YOUR OBJECTIVE = Translate this sentence from the passage about the anniversary of Leiby's murder into Spanish: "Colored posters teaching the appropriate blessings for cakes and breads are hung along the outer wall."

PAGE EXTRACT =
━━━━━━━━━━━━━━━━━━━━━━━━━━━━━━
The school where Leiby attended summer camp, called Yeshiva Boyan Tiferes Mordechai Shlomo stands unchanged. Colored posters teaching the appropriate blessings for cakes and breads are hung along the outer wall. A telephone operator at the camp said that no one was available to speak about security changes a year after Leiby’s murder. Outside the building, an Orthodox man carrying cleaning supplies declined to speak about the anniversary of the murder.

“It’s enough,” he said.

In fact, many on the busy Friday morning streets were unwilling to discuss the anniversary. Young Orthodox couples with children begged off, saying they were late for appointments.

Outside a shoe store, three older men were playing a loud game of cards and shouting at each other in a hard-to-place language that may have been Bukhari, or possibly Russian. Asked about the murder’s anniversary, one of the men — who appeared to be losing, based on the noises from his opponent — dismissed the question. “I don’t know, man. I’m not from here,” he said.
━━━━━━━━━━━━━━━━━━━━━━━━━━━━━━
RECORDED INFORMATION =

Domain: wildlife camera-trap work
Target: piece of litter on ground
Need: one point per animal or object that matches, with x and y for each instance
━━━━━━━━━━━━━━━━━━━━━━━━━━━━━━
SOLUTION FOR THIS TASK = Unos carteles de colores que enseñan las bendiciones apropiadas para los pasteles y los panes están colgados a lo largo de la pared exterior.